→ **EXERCISE REQUIREMENTS**:
1. In the essay on sentiment in foreign policy, over what issue did the struggle between isolationists and interventionists resume in 1919?
2. Please extend the essay on sentiment in foreign policy, picking up after its final sentence.

→ **SOURCE**:
= = =
During these long Balkan wars attending the breakup of the Ottoman Empire, the British ruling class exhibited a similar strong emotional attachment to Greece, a consequence of the classical (Greek and Latin) core of elite secondary education. Two of England's most famous poets – Percy Shelley and Lord Byron – died fighting for Greek independence. Modern Greece was thought of in terms of classical Hellas struggle with ‘tyrannical’ Persia more than two millennia before. As in the previous cases, this sentimental alliance was sealed by the royal marriage in 1953 of Queen Elizabeth II with Prince Philip of Greece, actually of Danish descent.
 
What has the stance been of the US with its anti-monarchical origin? First president, George Washington (1789-97) in his second inaugural address struck a note of isolation “from the ordinary vicissitudes of European politics”. This focus on cold, calculating interests, was marred in the late 1790s by partisan favouritism of the Jeffersonians for the French revolutionary republic versus the now pro-British Federalists. Having navigated this crisis without war, the US slipped into a second war with the parent country, Great Britain, in 1812 over unresolved issues of the treaty of 1783, but not as an ally of Napoleonic France. Anti-British sentiment, fed by Independence Day rhetoric and large-scale Irish immigration in the 1840s, persisted for the rest of the century despite a common interest in fostering the independence of the Spanish colonies of South and Central America. It has been said that the US Monroe Doctrine in 1823 against European intervention in the western hemisphere was actually enforced by the British fleet. Late in the century, popular Anglo-phobia was displaced by elite Anglo-philia, both as a consequence of the source of threat shifting from Great Britain to Germany and from the changing ethnic composition of the American population with mass immigration from Italy, Eastern Europe and Scandinavia which challenged ‘Wasp’ (White, Anglo-Saxon, Protestant) domination. The alliance of Britain and France in the World War I resolved the conflict between the partisans of each and enabled the American “doughboys” of 1917 to say “Lafayette, we are here”, implying that their arrival was in fulfilment of the French alliance of 1778, but without provoking British anger. 
 
The long domestic struggle between ‘isolationists’ and ‘interventionists’ resumed, however, in 1919 over the issue of membership of the League of Nations; the issue was not resolved in favour of the interventionists until the Japanese attack on Pearl Harbour in 1941. That came about, it is often forgotten, because of another American sentimental attachment, namely to China. Despite its mistreatment and finally exclusion of Chinese immigrants, the US maintained the fiction that its joining the European imperialists in the suppression of the Boxer rebellion of 1898 was for altruistic reasons and preservation of the ‘Open Door’ to China. If US President Franklin Roosevelt (1933-45) had yielded to Japanese demands to recognize their pre-eminence in China in 1941, there might well have been no war in the Pacific, but then there would have been no declaration of war on Germany and the Axis, necessary, the interventionists felt, to overcome the German threat to the balance of power in Europe. After the war and the Chinese civil war, this propensity to favour China narrowed, with the Communist victory in 1950, to the refugee Republic of China on Taiwan. US President Richard Nixon's (1969-74) restoration of relations with the People's Republic of China was a triumph of Kissingerian realism over sentiment.
= = =
→ **EXTRACTED RECORDS**:

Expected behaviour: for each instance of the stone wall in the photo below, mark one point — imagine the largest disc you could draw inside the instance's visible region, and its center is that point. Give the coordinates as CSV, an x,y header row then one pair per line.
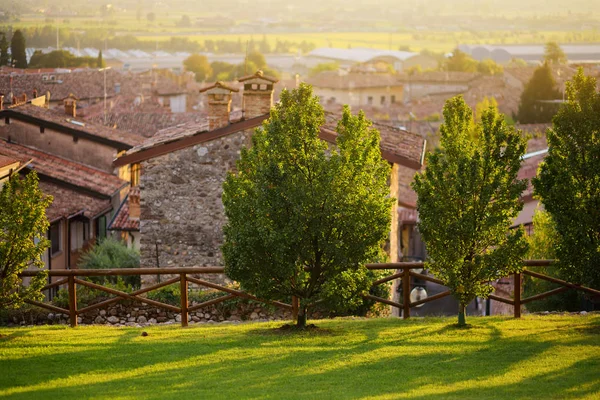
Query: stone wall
x,y
182,214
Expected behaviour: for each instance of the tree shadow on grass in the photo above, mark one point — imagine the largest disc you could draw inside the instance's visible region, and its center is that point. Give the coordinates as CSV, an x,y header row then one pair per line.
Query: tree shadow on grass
x,y
252,364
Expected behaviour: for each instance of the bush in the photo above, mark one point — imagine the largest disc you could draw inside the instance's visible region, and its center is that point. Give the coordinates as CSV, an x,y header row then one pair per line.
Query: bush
x,y
109,254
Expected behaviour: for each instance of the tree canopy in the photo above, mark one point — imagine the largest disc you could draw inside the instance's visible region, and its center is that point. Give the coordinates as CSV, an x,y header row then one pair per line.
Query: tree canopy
x,y
304,217
536,100
23,230
467,198
568,182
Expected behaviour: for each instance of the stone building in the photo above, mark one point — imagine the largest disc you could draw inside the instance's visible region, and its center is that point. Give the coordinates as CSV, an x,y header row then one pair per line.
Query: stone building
x,y
183,169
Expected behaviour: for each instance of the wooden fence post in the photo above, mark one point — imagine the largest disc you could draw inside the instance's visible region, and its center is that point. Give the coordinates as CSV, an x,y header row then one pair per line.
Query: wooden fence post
x,y
184,299
517,278
72,301
406,293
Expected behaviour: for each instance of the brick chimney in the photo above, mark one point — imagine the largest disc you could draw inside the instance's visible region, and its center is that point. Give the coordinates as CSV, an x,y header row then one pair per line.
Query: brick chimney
x,y
258,94
219,104
134,203
70,103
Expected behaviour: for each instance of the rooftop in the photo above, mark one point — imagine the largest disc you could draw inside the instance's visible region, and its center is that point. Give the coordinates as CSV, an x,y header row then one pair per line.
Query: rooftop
x,y
69,172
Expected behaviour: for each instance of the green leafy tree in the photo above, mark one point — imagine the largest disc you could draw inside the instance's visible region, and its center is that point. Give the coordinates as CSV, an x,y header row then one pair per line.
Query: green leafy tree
x,y
568,183
199,65
17,50
303,217
467,198
111,253
4,57
535,106
23,240
553,54
317,69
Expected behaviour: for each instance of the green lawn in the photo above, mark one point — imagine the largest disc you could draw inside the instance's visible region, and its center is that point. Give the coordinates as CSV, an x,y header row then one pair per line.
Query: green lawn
x,y
535,357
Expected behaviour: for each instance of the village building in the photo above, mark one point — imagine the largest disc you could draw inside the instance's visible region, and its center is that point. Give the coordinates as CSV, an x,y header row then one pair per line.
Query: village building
x,y
183,169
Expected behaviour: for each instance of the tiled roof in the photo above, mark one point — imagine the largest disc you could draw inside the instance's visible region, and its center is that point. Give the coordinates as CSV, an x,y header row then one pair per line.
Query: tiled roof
x,y
68,202
352,80
61,120
64,170
121,220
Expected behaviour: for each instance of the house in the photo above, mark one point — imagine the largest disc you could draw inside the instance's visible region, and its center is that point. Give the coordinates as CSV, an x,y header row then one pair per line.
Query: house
x,y
84,199
357,89
181,212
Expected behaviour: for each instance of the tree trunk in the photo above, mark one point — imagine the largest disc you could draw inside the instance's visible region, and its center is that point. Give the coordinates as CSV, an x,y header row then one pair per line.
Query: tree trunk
x,y
301,321
462,311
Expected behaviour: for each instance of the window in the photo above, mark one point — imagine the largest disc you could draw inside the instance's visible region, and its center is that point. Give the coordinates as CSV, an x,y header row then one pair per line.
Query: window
x,y
135,174
55,239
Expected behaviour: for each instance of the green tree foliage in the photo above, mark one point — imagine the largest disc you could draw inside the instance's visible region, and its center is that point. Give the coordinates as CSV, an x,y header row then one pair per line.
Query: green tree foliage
x,y
23,229
467,198
111,253
317,69
534,108
304,218
4,57
17,50
199,65
568,183
553,54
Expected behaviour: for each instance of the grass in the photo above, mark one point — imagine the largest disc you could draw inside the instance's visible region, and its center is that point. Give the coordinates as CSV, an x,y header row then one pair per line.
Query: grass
x,y
535,357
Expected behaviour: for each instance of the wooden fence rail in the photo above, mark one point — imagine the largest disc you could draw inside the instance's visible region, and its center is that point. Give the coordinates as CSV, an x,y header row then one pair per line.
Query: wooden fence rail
x,y
403,272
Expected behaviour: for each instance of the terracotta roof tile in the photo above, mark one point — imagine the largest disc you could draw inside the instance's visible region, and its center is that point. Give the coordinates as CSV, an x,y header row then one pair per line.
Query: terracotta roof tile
x,y
64,170
68,202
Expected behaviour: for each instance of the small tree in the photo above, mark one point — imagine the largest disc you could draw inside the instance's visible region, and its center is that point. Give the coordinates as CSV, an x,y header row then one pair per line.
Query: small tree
x,y
569,181
467,198
17,50
4,57
199,65
23,229
303,218
535,107
553,54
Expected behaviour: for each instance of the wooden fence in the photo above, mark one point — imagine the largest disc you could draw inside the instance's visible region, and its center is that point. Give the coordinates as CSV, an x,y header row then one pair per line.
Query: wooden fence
x,y
404,271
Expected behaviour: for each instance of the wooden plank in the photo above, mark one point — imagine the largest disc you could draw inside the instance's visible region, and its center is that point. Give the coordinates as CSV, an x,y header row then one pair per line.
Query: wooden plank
x,y
406,294
432,298
130,271
517,295
135,293
388,278
128,296
427,278
48,306
184,299
382,300
72,302
562,283
501,299
211,302
545,294
237,293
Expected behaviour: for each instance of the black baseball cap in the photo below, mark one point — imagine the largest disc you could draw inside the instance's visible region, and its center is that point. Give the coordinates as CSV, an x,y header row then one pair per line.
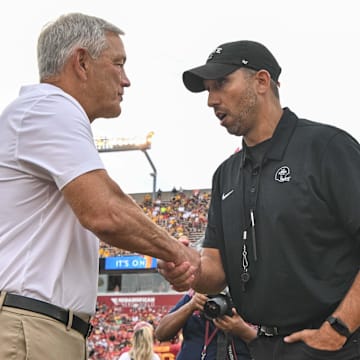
= = =
→ **TASK-BY-TASK RESULTS**:
1. Membership of the League of Nations.

2.
American isolationism and neutrality in Europe's wars, was increasingly under pressure in the late 19th and early 20th centuries by ethnic pressure groups either in support of or in opposition to their European homelands. Thus for a century Irish-American advocacy of Irish independence from Great Britain, precluded an American alliance with that great naval power with which, as we have seen, there was a common interest in South America. German-Americans and to a lesser extent, Scandinavians, tended to support isolationism in both World Wars until Pearl Harbour. Armenian, Polish and Italian lobbies brought pressure on US President Woodrow Wilson (1913-21) in the Paris peace settlements in favour of their respective homelands. After World War II and the Communist victory in China, pro-Taiwan and more recently NRI (non-resident Indian) lobbies have supported their countries’ governments against ideological (People's Republic of China) and national foes (Pakistan). 
 
The most successful ethnic lobby in the US has been the American Israeli Political Action Committee (AIPAC), in support of Israel on the basis of religio-cultural sentiment since its independence in 1948 and especially since the Arab-Israeli wars of 1967 and 1973. As argued by Mearsheimer and Walt, this lobby has swayed the US policy towards Israel to one of unconditional support against the Arab powers contrary to manifest US interests in a peaceful resolution of the dispute between Israel and the Palestinians whom they displaced. The last US president, barring Ronald Reagan's selling Airborne Warning and Control System (AWACS) to the Saudis in the 1980s, to resist successfully the Israeli lobby was Eisenhower in the mid 1950s who compelled France, Britain and Israel to withdraw from the Suez Canal. The power of a lobby representing, to the extent it does, a mere 2.5 per cent of the American population is astounding. Only disproportionate financial, media and academic clout can explain this anomaly, though induced American ‘holocaust guilt’ influences the other 97 per cent of the population. The Arab-American and more generally, Muslim-American population of at least equal size is far outclassed by the Israeli lobby and since the wars in Iraq and Afghanistan has been thrown into a very defensive position.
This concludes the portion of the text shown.